▽

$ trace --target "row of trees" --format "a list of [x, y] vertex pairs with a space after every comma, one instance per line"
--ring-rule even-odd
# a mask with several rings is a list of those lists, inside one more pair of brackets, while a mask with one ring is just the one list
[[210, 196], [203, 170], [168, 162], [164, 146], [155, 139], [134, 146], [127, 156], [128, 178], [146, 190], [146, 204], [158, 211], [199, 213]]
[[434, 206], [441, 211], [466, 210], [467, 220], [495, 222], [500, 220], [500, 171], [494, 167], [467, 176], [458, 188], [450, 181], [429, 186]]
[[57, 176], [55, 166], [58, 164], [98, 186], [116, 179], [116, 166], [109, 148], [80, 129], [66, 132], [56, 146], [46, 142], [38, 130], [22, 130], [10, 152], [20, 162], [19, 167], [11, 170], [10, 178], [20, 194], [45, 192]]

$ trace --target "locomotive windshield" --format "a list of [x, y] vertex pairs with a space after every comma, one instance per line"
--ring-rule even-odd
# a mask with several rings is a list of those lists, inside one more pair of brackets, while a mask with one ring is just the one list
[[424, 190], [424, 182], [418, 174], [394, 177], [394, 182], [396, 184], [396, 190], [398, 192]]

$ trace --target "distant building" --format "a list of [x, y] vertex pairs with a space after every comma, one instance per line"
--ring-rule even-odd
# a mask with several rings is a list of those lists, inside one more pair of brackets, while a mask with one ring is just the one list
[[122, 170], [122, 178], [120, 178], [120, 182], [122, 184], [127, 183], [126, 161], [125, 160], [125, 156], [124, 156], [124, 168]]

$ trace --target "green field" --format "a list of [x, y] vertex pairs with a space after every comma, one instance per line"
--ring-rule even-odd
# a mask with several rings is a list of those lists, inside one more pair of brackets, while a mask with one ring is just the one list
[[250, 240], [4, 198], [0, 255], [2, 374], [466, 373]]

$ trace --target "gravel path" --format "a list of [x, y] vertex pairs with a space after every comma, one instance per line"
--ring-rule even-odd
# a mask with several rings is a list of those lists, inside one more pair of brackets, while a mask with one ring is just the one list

△

» EXERCISE GOAL:
Reproduce all of the rows above verbatim, in their original order, preserving every character, bracket, and space.

» TASK RESPONSE:
$ trace --target "row of trees" --format "a list of [x, y] vertex pairs with a space after every comma, one instance per line"
--ring-rule even-odd
# a mask with several rings is a list of those lists, inside one more pair of brackets, while a mask with one ring is just the one list
[[210, 196], [203, 170], [168, 162], [164, 146], [155, 139], [134, 146], [127, 156], [128, 178], [146, 190], [146, 204], [158, 211], [199, 213]]
[[434, 206], [441, 211], [466, 210], [467, 220], [495, 222], [500, 220], [500, 171], [494, 167], [467, 176], [458, 188], [450, 181], [429, 186]]
[[57, 176], [55, 166], [58, 164], [98, 186], [116, 179], [116, 166], [109, 148], [80, 129], [66, 132], [56, 146], [46, 142], [38, 130], [22, 130], [10, 152], [20, 162], [19, 167], [11, 170], [10, 178], [20, 194], [45, 192]]

$ trace --target "locomotive windshield" --format "a list of [x, y] vertex pairs with a space after every comma, one instance per line"
--ring-rule even-odd
# a mask with several rings is a list of those lists, inside one more pair of brackets, while a mask with one ring is just the one list
[[424, 190], [424, 182], [418, 174], [394, 177], [394, 182], [396, 184], [396, 190], [398, 192]]

$ trace --target "distant building" --format "a list of [x, y] vertex pairs with a space after every comma, one instance per line"
--ring-rule even-odd
# a mask with several rings is a list of those lists, inside one more pair of brackets, while a mask with one ring is just the one list
[[122, 170], [122, 178], [120, 178], [120, 182], [122, 184], [127, 183], [126, 161], [125, 160], [125, 156], [124, 156], [124, 168]]

$ trace --target "green field" --format "a list of [x, y] vertex pairs with a space after every comma, one instance per line"
--ring-rule even-odd
# a mask with several rings is a list of those lists, inside one more pair of brackets, while a mask with one ring is just the one list
[[250, 240], [4, 198], [0, 255], [2, 374], [466, 373]]

$ trace --target "gravel path" --format "a list of [x, y] vertex pairs with a space after every comma, one instance per line"
--ring-rule even-odd
# a mask with several rings is a list of those lists, inside one more pair of brackets, while a mask with one ring is just the one list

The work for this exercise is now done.